• **Article**:

** begin **

You are not going to get wrong with Stockfish or Leela move. You are likely to win or you are playing the correct moves in majority of your game.
Is there anything better or stronger than engines moves in opening preparations? There can always be a minor exception only.

I am not arguing that they are sound. I see how you could claim these openings are unsound in general, but the Kings Indian is probably not unsound, yet engines give a clear advantage to white.
Sound means, good compensations/ counter play, and also 5 out of 10 possible moves are easily playable/findable.
Unsound means, not enough compensation, 8-10 out of moves are likely to lose. You have to find 1 out of 10 correct move and play precisely.
The question is " why would you like to intentionally put in crampy position, when there are other opening choices available".
For example. Since move 1, if you followed SF suggested moves, how many games did you get in trouble at move 10 , move 20 etc?

If someone is really serious in opening preparation , there are state of art computer prepared opening books.
1. Book by stockfish ( brainfish book)
2. Book by Leela ( Leela book).Leela is a better choice but the book size is small.
I would be really surprised if you can nick pick more than 1% of the flaw in those books. May be 0.1% flaw. Who knows
https://zipproth.de/Brainfish/download/
There's a line in the Traxler where a lot of people on this forum could play better than Stockfish. We were debating it here a few years back. Stockfish says White is winning until it sees black has a draw by repetition, then its evaluation goes to 0. Stockfish will take that draw but people who read that forum would castle Queenside as black. Eventually Stockfish sees black is better but it takes it a very long time. There's a line in the KG that at least five or six years back Fritz was similar, idk about now. Of course engines will never play into either of these lines if you don't make it do it because their opening books have been programmed by human players who have studied and know they are bad.

** end **

• **Data rows**:
** begin **

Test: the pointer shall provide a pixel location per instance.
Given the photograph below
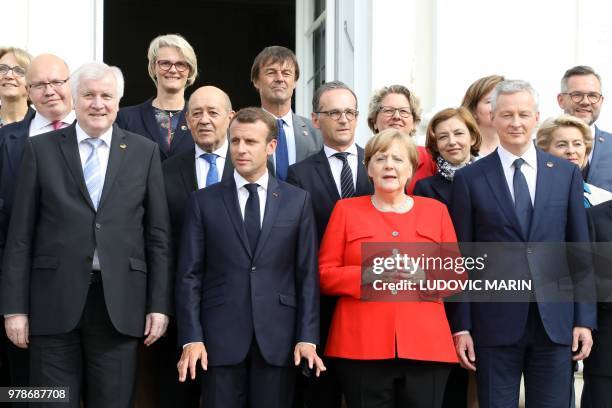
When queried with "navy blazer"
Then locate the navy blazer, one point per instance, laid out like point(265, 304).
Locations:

** end **
** begin **

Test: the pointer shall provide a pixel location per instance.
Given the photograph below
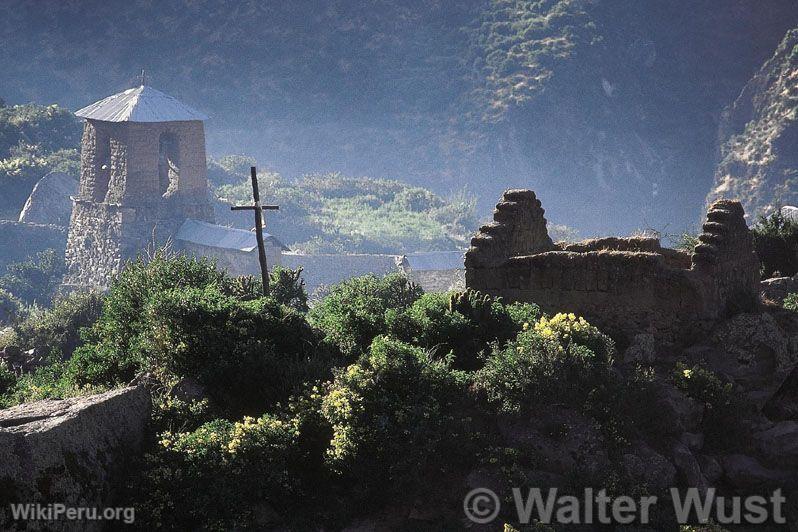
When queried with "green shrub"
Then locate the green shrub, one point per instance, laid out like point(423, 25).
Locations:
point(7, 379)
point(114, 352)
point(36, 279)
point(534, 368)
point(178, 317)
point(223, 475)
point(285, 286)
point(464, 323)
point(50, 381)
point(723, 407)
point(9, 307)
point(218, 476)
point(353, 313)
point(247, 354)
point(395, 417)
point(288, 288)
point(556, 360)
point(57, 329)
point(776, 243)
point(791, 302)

** end **
** begin **

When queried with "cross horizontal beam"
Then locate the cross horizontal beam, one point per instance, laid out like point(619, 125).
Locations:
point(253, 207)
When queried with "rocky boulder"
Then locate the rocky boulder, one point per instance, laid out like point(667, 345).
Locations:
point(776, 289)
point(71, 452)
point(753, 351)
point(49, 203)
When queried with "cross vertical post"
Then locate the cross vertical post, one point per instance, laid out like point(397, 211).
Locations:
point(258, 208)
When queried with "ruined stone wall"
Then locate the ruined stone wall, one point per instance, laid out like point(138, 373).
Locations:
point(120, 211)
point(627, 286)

** end **

Reproduce the passage of the chess engine post that starts at "I am not arguing" and ends at "( brainfish book)", changing "Kings Indian" to "Nimzo-Indian".

• **Solution for this task**:
I am not arguing that they are sound. I see how you could claim these openings are unsound in general, but the Nimzo-Indian is probably not unsound, yet engines give a clear advantage to white.
Sound means, good compensations/ counter play, and also 5 out of 10 possible moves are easily playable/findable.
Unsound means, not enough compensation, 8-10 out of moves are likely to lose. You have to find 1 out of 10 correct move and play precisely.
The question is " why would you like to intentionally put in crampy position, when there are other opening choices available".
For example. Since move 1, if you followed SF suggested moves, how many games did you get in trouble at move 10 , move 20 etc?

If someone is really serious in opening preparation , there are state of art computer prepared opening books.
1. Book by stockfish ( brainfish book)